◆ EXCERPT PROVIDED:
--- start ---
Today, we have basically Australian reviews of Andrea Arnold's
Wuthering Heights:
Positive:
About.com:
Arnold’s realization of Wuthering Heights is a visual delight. Most of that comes from Robbie Ryan, who also shot Fish Tank, and his spacious yet foreboding treatment of the moors and how the upper-class Lintons live. Arnold is adept at capturing the awkwardness of a budding relationship. She’s mastered how to convey the helplessness that makes a tale like Wuthering Heights so hopeful, despite the heartbreaking inevitable end. (John Lichman)
Mediascape (UCLA's Journal of Cinema and Media Studies)
Wuthering Heights is probably the best adaptation you’ll see all year. I’m not saying that because it follows every facet of Brontë’s novel to a T; if that’s what you expect out of an adaptation, you’re probably better off waiting for a three-part film of a 300-page novel (oh wait, that’s The Hobbit.). Rather, it’s a fully cinematic evocation, one that runs so deep you’re likely to forget it was a book in the first place. Eschewing all literary pretenses so tantamount to most films adapted from esteemed novels—for instance, voiceover narration and static, lush cinematography—this Wuthering Heights is muted, subjective, and painful. (James Gilmore)
There’s something nearly juvenile about the story’s streamlining, but by grounding its first half in the burgeoning passions of youth and keeping the characters so young, it works. Maybe the mythic-ness is why the story gets by without having enough emotion. They were too young to articulate their feelings, but once they’re grown up all it takes is one look. There’s a moment, I think during Heathcliff’s first trip to the Linton house, when he arrives and Catherine looks up and sees him and is unable to control the smile that spreads across her face. There. That’s the movie. (J.M. Olejarz)
Mostly Positive:
Sydney Morning Herald:
English director Andrea Arnold's Wuthering Heights is an incompletely wonderful film: the first half feels like an uncomfortable revelation, an enveloping, risky, deeply atmospheric new vision of a classic. It's a vividly intense perception of the work she is adapting, a powerful evocation of the lives and conditions of its characters.
--- end ---
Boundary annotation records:
--- start ---
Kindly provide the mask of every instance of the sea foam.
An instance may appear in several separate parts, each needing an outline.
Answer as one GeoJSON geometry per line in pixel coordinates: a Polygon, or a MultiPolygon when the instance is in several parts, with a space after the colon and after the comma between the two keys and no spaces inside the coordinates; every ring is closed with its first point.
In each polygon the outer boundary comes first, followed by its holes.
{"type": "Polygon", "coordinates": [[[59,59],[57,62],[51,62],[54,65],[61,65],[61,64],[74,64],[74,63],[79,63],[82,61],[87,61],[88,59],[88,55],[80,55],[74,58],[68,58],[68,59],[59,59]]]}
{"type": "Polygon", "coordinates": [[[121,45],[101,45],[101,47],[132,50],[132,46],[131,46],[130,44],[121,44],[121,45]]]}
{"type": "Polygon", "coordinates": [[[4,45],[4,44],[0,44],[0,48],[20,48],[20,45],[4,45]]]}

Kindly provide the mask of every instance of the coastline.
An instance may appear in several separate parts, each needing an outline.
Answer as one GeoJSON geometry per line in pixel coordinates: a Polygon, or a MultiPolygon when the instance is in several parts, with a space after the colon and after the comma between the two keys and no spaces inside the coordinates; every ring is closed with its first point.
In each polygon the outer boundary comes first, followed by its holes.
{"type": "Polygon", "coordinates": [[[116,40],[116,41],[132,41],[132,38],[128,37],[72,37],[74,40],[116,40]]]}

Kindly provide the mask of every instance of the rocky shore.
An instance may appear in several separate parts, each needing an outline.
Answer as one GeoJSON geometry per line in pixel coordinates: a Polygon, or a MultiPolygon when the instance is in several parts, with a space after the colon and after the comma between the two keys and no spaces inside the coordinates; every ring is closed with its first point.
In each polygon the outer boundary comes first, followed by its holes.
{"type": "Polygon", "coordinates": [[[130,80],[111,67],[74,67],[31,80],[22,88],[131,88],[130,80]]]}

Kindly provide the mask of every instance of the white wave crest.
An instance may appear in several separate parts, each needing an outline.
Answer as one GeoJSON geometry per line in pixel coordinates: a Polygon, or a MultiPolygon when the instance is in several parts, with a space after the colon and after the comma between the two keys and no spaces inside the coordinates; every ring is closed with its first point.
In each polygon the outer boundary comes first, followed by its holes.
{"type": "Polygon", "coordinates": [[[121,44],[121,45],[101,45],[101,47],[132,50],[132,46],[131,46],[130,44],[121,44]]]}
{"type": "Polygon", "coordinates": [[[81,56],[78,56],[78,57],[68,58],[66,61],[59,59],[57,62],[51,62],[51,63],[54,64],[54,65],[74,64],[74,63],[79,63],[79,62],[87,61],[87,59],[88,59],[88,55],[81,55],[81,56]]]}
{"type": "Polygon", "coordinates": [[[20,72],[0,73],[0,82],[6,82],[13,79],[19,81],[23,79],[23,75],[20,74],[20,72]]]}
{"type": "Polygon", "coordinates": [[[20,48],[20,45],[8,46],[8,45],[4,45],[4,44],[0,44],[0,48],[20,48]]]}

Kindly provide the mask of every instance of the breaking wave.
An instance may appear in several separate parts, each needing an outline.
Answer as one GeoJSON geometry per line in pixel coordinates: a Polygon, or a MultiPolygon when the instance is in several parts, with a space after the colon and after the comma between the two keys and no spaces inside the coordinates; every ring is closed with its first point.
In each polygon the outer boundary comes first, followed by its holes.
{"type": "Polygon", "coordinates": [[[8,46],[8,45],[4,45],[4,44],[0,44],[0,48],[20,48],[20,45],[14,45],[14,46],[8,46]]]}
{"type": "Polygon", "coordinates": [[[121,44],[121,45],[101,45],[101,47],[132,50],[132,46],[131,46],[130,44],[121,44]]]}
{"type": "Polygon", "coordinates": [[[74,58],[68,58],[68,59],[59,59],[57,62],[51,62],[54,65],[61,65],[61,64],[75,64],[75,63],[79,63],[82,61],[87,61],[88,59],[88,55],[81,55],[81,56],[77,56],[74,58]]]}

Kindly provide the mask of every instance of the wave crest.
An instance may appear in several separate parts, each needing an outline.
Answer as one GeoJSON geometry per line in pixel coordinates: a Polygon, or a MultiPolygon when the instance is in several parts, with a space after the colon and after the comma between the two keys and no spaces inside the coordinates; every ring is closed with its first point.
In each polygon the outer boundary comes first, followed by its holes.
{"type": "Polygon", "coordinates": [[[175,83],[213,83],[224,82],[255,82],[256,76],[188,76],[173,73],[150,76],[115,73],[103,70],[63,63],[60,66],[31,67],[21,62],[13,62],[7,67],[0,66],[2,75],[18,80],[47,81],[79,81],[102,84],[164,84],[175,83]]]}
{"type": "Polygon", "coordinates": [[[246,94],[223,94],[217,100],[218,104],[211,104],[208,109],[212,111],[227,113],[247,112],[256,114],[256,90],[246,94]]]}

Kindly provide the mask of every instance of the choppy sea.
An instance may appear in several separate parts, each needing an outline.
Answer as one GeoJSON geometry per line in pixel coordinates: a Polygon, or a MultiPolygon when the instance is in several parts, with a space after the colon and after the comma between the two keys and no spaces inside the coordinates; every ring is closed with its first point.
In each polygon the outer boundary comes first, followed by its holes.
--- end ---
◆ TASK DIRECTIONS: Continue the roundup of Wuthering Heights film reviews from the point where it stops.

◆ TASK OUTPUT:
For her distilled version of Emily Brontë's novel, Arnold shoots in the almost-square ratio of 4:3 (as she did in her previous film, Fish Tank) and keeps the camera close, intrusive, sometimes jarringly mobile. She gives us the bleakest, most visceral sense of place: the Yorkshire Moors are almost immersively present. (...)
The first phase of the film is a long way from the traditional period drama; the second edges much closer to it. Catherine is drawn into the ambit of the Linton family and into a very different social milieu. In this location, Heathcliff is positioned as even more of an outsider, and she seems no longer to identify with him. He leaves, then returns years later, a new, well-heeled man, with a plan to reclaim what he regards as his. This phase of the film, however, lacks the blunt and tactile clarity of the first part. What was remarkable begins to slip away and becomes merely competent. (Philippa Hawker)
Negative:
We wonder if this reviewer has really read the novel ("high-toned gothic architecture and most of its lurid, high-flown dialogue"...erm?):
The Australian:
It's true the book and film share a title, that several characters in the film have the same names as those in the novel, that Catherine loves Heathcliff (and vice versa), and that most of the story unfolds in a bleak farmhouse on the Yorkshire moors.
But there the resemblance ends. Andrea Arnold's film not only strips away the novel's high-toned gothic architecture and most of its lurid, high-flown dialogue, it strips away most of the story. Brontë's tale of love and revenge has become simply a love story - a harrowing and moving one in its way, but a thin substitute for the original. (...)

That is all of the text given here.